● REQUIREMENTS: Collect every line in the records below that contains the word "pole", and copy each such line in full. Treat uppercase and lowercase letters as different.

# # # # # # #

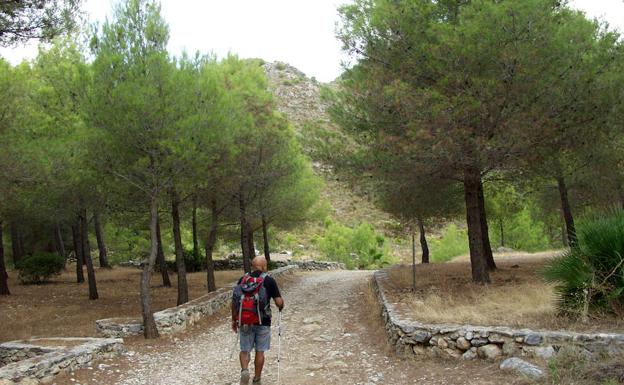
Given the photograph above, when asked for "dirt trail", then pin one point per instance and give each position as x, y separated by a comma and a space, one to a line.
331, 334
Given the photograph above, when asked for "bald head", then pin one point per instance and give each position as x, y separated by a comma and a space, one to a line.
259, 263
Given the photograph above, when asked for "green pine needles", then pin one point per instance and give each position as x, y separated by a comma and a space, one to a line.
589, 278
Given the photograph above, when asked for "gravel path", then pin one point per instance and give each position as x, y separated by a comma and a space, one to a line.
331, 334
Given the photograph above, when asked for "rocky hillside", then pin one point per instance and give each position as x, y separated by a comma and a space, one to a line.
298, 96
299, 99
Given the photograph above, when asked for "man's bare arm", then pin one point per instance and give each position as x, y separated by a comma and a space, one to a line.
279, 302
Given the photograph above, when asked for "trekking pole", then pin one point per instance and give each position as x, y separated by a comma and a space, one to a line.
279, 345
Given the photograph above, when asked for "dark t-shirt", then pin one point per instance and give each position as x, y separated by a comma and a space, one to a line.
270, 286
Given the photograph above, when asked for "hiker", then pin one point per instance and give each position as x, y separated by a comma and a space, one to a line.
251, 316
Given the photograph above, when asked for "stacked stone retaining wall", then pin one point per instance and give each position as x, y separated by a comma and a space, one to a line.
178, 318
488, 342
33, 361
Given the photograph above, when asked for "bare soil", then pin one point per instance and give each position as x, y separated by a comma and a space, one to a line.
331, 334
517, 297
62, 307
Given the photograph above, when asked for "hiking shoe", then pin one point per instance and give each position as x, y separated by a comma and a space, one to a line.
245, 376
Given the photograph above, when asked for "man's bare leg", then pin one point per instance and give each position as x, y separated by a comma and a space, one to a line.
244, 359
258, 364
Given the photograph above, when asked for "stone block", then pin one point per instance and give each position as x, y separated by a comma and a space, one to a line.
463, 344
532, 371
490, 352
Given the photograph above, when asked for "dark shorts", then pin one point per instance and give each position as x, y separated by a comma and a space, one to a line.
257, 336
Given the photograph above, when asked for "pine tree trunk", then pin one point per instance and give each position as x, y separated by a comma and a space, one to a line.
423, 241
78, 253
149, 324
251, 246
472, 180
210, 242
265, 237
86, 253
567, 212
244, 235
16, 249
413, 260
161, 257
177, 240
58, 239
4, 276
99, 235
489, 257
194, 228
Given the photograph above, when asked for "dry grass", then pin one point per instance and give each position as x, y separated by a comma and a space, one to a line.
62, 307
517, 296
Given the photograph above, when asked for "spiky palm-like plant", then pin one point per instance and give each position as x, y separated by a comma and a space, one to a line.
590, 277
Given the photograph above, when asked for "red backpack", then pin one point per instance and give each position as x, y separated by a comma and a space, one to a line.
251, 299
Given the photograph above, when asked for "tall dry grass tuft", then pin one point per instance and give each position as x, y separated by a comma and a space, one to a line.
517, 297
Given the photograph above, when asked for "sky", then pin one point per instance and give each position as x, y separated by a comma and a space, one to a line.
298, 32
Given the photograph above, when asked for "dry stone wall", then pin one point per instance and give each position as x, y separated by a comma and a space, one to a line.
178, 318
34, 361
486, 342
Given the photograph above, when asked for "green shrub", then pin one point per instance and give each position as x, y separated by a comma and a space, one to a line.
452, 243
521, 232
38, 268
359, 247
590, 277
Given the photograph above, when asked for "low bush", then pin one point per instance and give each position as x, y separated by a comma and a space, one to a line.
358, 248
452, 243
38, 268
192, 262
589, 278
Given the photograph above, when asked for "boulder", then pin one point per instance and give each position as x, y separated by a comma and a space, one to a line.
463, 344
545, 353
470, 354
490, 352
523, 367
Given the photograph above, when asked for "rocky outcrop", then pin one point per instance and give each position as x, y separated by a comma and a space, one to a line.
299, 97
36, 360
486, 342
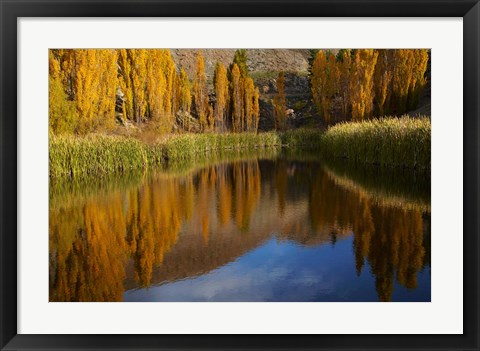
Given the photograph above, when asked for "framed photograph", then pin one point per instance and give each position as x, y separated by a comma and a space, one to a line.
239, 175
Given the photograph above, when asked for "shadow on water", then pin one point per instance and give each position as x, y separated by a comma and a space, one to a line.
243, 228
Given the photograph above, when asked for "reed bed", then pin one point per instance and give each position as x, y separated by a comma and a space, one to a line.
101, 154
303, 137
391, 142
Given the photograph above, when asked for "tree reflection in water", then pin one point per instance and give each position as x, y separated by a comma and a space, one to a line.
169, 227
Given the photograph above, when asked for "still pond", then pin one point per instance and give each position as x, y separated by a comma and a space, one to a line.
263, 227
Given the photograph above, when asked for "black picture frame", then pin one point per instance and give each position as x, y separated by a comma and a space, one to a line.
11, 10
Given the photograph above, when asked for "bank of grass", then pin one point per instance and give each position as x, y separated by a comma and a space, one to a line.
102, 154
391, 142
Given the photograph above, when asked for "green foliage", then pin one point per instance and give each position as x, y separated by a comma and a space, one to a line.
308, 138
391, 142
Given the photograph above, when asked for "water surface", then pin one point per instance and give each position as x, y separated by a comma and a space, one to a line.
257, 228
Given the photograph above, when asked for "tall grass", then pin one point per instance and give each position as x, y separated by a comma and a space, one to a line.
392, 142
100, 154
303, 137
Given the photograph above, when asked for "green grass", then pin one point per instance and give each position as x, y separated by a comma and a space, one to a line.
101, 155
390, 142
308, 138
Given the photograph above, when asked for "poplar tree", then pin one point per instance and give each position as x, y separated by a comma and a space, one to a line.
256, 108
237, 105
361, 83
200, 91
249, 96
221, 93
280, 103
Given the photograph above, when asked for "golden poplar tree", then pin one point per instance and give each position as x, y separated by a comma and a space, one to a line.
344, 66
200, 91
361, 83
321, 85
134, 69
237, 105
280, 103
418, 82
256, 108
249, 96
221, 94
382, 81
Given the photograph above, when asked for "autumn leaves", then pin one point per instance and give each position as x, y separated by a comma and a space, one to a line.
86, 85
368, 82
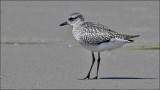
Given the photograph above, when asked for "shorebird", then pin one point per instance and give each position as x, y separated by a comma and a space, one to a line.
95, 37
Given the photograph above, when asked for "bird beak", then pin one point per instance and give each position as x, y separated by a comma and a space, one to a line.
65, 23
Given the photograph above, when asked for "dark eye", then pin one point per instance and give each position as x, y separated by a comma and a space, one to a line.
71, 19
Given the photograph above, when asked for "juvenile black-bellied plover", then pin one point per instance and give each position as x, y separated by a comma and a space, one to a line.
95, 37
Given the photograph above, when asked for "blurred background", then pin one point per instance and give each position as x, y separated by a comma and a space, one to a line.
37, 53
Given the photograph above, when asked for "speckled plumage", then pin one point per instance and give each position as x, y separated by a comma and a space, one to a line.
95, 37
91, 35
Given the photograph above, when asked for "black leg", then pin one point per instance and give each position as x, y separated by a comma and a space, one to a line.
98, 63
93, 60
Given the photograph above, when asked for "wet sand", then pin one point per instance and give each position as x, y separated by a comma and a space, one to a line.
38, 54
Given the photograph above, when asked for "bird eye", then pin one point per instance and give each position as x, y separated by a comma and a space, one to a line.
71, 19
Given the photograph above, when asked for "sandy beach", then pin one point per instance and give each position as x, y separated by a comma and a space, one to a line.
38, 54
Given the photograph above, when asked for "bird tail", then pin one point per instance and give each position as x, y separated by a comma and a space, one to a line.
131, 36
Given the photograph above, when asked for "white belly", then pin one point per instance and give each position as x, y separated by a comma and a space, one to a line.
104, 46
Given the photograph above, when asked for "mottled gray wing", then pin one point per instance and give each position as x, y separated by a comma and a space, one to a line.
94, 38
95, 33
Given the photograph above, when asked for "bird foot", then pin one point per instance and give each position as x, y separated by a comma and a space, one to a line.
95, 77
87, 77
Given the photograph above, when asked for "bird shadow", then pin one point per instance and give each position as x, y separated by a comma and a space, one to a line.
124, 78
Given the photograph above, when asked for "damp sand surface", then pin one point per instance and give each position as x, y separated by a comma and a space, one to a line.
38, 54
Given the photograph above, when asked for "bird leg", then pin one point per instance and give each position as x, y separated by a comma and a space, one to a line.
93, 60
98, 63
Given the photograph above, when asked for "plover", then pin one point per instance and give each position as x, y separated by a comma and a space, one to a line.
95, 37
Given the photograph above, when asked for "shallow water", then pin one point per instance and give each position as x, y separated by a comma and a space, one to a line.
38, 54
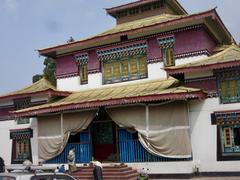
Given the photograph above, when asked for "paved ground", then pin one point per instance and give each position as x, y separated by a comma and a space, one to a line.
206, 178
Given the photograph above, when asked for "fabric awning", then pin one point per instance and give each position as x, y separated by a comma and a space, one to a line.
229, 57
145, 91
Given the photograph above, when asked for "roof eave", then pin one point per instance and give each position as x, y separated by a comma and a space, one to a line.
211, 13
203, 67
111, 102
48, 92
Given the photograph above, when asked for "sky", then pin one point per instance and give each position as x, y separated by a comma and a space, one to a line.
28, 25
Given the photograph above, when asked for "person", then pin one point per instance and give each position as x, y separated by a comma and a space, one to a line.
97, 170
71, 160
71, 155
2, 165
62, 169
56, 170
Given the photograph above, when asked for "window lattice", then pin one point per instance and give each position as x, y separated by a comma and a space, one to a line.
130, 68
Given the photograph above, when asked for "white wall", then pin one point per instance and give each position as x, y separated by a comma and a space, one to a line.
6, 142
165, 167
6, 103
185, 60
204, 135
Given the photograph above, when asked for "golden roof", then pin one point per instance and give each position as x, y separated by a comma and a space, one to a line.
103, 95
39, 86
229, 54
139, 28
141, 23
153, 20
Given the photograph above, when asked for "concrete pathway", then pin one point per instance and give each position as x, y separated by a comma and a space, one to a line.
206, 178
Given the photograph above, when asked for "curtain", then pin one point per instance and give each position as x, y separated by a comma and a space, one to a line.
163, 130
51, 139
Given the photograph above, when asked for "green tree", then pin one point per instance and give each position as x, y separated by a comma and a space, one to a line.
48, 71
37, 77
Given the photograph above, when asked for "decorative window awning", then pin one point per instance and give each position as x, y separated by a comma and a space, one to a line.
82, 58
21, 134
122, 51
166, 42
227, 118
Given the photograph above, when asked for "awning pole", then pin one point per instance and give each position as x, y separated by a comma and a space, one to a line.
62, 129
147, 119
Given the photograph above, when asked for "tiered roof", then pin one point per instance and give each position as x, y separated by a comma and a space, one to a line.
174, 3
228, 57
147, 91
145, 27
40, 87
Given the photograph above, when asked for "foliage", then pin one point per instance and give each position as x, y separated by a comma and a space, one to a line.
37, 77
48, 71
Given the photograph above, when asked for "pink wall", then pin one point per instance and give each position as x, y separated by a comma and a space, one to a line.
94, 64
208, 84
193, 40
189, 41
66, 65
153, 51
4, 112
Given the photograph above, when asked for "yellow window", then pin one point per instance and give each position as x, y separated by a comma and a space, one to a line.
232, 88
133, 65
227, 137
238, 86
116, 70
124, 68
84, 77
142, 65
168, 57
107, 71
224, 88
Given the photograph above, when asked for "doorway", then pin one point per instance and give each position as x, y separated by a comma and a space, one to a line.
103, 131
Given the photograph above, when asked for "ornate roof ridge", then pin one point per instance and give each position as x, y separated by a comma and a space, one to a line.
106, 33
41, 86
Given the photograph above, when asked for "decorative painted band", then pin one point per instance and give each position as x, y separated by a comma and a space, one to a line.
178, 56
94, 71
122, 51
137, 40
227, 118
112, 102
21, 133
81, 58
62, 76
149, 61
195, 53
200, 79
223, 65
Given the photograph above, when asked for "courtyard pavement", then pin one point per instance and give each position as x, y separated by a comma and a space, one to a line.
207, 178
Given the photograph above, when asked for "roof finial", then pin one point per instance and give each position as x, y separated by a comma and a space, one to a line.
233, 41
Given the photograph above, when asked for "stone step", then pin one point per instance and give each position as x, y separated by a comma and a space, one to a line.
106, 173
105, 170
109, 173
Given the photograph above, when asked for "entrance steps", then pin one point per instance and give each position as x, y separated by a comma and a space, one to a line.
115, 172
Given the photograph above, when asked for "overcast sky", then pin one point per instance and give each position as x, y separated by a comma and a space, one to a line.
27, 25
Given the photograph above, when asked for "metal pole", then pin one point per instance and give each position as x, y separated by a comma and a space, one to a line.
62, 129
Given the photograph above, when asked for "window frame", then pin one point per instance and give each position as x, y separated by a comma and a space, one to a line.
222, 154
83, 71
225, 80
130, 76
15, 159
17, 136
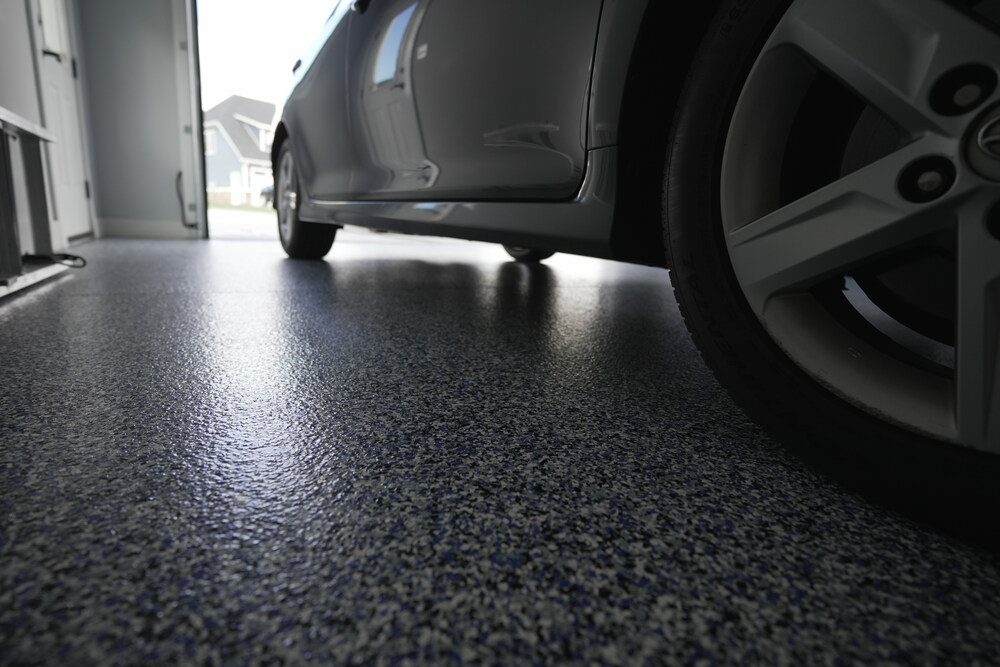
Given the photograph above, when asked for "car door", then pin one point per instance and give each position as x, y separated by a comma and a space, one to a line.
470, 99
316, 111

# # # # # # #

● OUTPUT BELOW:
Given the photograph above, when asked for "trekking pole", then pin one point per instance and give each position as x, y separated by a comma and a space, one to a line.
Given the photograph above, when asked for "awning pole", then pin one point per instance and give each position as x, y separated by a comma and a space, one to a line.
Given the photograph above, when asked for "metal pole", then pin one point per instance and give each position as x, y separated by a comma and a space, one to a line.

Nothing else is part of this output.